Another place to save memory is by adjusting when to use spectrum initialization (see Initialization). The easiest way to do this is to set setSpectra to False, however in general that is not recommended. The model will converge faster, often to a better log likelihood, when the spectra are initialized properly. But because it requires building an array that is number of source components × number of bands × width × height), for large blends this can cause the system to run out of memory. Internally ScarletDeblendTask checks to see if number of peaks × width × height < ScarletDeblendConfig.maxSpectrumCutoff. If it is, then the spectra are initialized as described in Initialization, otherwise a less accurate estimate is made for the SED of each component independently. So lowering maxSpectrumCutoff can be used to skip spectrum initialization for increasingly smaller blends/number of peaks.

The last place to save memory is to skip very large blends altogether. This is not ideal, as it means that a large section of an image will not be deblended at all, however in some cases this is necessary due to memory constraints. This can be done by setting the upper limits for maxNumberOfPeaks, maxFootprintArea, maxAreaTimesPeaks, and maxFootprintSize.

Data products

The output of ScarletDeblendTask is a tuple that contains a single source catalog and a ScarletModelData object that contains a persistable model for all of the blends in the catalog. When running DeblendCoaddSourcesTask the source catalog is saved as deepCoadd_deblendedCatalog and the model data as deepCoadd_scarletModelData.

Reconstructing Footprints

The deepCoadd_deblenderCatalog that is persisted as described in Data products contains all of the band-agnostic information about all of the parents and deblended sources. This section will describe how to load a single band catalog as used in the science pipelines for measurement, including footprints for all deblended sources, while Working with scarlet-lite Models will describe how to access the scarlet models themselves for analysis. To calculate any statistics or measurements that don’t require flux information from a given band, the deblended catalog can be quickly retrieved using

from lsst.daf.butler import Butler
# Initialize the butler
butler = Butler("/repo/main", skymap="hsc_rings_v1", collections=collections)
# Load the deblender output catalog
catalog = butler.get("deepCoadd_deblendedCatalog", tract=tract, patch=patch)

where collections is a list of the collections used to retrieve the data, skymap is the name of the sky map to use, tract is the name of the desired tract, and patch is the desired patch.

In order to retrieve flux measurements and footprints we must also load the scarlet models and attach them to the catalogs. If we are not using the scarlet models to re-distribute the flux from an exposure then we can simply attach the footprints and flux measurements in a given band using

# Load the scarlet models for the catalog
modelData = butler.get("deepCoadd_scarletModelData", tract=tract, patch=patch)

○ ○ ○ ○

> **Written instruction 1**
Show each line of the entries below that contains the string "yellow". Case counts.

> **Rows from a dataset**
○ ○ ○ ○

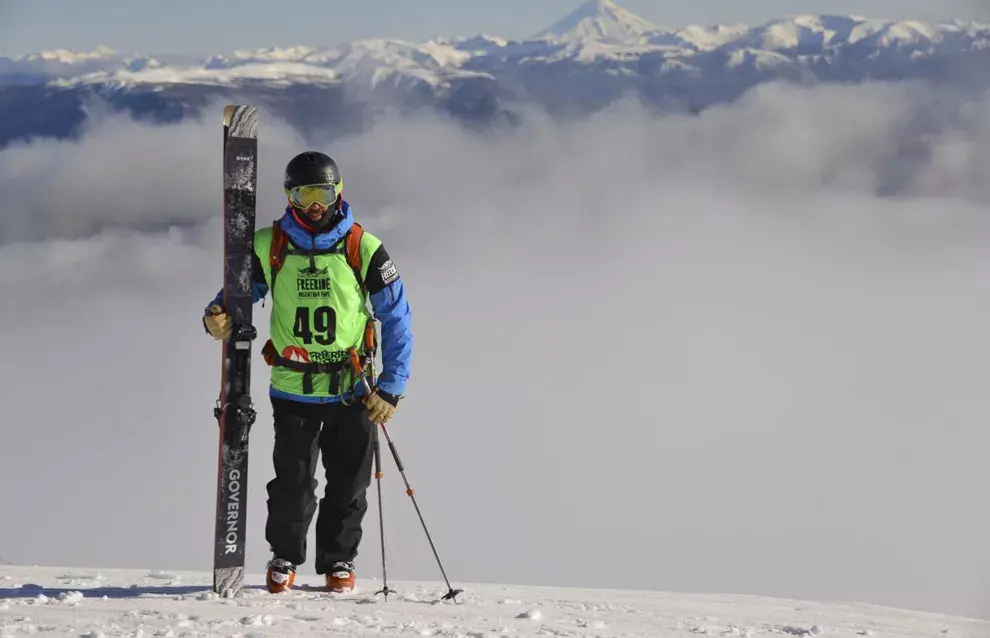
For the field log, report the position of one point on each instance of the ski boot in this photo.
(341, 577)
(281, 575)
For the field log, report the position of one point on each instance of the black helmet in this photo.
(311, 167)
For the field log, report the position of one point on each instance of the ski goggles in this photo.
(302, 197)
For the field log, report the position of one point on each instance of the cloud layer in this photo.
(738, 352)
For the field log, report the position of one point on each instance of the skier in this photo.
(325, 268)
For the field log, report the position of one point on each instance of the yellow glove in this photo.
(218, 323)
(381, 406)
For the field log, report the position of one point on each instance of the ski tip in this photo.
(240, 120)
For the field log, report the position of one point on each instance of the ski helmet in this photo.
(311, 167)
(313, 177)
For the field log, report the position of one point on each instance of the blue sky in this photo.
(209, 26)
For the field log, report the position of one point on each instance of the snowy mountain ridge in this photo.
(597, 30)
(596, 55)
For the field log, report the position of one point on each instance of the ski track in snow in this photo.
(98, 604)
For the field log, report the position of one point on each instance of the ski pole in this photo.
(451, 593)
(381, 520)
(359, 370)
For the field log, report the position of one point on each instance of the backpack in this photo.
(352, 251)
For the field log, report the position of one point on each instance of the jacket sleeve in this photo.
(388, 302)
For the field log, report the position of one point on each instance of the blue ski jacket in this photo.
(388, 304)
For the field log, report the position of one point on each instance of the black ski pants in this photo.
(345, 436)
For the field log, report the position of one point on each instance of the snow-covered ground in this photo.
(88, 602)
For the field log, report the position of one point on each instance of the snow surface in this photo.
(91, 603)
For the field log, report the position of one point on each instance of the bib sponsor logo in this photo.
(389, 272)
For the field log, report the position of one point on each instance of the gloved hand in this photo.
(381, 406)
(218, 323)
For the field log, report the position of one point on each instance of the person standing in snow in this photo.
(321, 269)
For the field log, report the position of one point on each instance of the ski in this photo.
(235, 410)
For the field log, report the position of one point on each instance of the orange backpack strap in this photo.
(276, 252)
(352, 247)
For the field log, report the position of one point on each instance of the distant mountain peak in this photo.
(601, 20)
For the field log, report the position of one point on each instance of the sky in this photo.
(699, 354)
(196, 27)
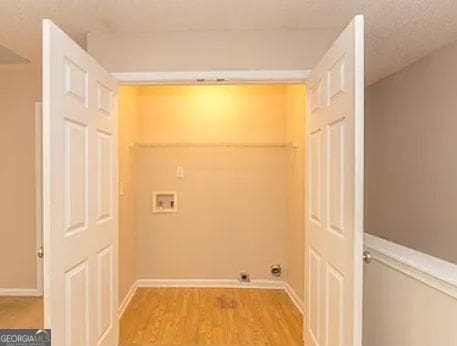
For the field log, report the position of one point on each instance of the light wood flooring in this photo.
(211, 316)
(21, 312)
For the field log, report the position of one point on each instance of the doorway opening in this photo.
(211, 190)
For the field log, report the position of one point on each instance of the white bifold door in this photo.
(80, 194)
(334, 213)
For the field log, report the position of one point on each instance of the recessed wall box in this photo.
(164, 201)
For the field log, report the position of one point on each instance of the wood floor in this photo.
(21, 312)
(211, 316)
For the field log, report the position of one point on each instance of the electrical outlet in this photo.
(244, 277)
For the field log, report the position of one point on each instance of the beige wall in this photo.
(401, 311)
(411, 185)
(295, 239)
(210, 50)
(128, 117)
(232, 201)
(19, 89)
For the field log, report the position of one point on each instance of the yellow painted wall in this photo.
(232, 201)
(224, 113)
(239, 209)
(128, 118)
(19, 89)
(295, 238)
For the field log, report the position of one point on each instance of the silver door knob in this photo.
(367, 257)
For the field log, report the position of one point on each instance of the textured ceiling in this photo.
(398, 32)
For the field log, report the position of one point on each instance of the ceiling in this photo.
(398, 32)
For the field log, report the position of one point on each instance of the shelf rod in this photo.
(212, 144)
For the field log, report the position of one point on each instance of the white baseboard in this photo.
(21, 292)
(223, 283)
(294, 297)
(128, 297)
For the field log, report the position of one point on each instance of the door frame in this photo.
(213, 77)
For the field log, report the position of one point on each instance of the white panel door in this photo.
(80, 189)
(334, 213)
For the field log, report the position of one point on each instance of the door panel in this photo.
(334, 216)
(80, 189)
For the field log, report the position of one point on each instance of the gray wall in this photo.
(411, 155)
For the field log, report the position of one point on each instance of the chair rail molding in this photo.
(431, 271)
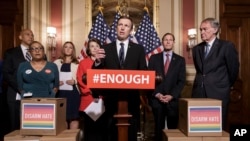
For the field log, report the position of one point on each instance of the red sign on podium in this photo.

○ ○ ○ ○

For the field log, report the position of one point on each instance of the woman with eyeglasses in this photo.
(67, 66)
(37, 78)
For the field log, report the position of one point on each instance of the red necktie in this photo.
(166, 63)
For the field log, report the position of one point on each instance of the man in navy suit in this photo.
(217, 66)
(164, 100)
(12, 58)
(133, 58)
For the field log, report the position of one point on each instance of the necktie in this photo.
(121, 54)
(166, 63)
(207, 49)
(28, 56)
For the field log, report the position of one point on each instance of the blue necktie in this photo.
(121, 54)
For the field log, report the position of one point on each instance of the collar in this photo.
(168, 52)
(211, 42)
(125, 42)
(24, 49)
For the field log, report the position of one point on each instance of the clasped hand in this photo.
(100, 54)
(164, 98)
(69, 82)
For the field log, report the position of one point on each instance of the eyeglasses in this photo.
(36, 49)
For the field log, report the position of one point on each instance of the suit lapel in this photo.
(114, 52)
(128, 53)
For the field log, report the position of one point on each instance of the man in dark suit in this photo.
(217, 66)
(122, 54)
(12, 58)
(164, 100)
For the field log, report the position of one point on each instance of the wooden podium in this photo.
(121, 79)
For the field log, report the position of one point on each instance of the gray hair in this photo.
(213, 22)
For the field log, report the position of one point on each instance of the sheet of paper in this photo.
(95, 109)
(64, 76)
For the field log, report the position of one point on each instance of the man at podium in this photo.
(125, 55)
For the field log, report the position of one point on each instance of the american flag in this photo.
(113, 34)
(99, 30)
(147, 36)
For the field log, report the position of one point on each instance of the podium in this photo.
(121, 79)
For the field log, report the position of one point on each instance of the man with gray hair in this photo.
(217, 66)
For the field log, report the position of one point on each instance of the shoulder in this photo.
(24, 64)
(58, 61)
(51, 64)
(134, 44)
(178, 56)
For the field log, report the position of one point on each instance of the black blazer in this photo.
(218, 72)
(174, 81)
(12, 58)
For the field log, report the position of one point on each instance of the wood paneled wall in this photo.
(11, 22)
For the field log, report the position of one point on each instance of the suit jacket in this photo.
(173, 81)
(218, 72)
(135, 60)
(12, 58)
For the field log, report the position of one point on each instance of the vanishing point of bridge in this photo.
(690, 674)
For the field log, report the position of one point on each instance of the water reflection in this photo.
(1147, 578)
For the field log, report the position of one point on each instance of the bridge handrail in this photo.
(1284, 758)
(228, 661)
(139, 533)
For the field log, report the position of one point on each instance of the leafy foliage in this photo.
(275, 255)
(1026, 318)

○ ○ ○ ○

> **Written instruction 2**
Answer these questions about the deblender text:
(a) Which setting, when set to False, is the easiest way to skip spectrum initialization?
(b) When DeblendCoaddSourcesTask runs, under what name is the model data saved?
(c) In the code sample, what sky map name is given to the Butler?

> **Finished answer 1**
For the field log, report the position of one point on each instance of the yellow glove in this photo.
For the field log, report the position of one point on each instance of the yellow painted wall in this photo.

> **Finished answer 2**
(a) setSpectra
(b) deepCoadd_scarletModelData
(c) hsc_rings_v1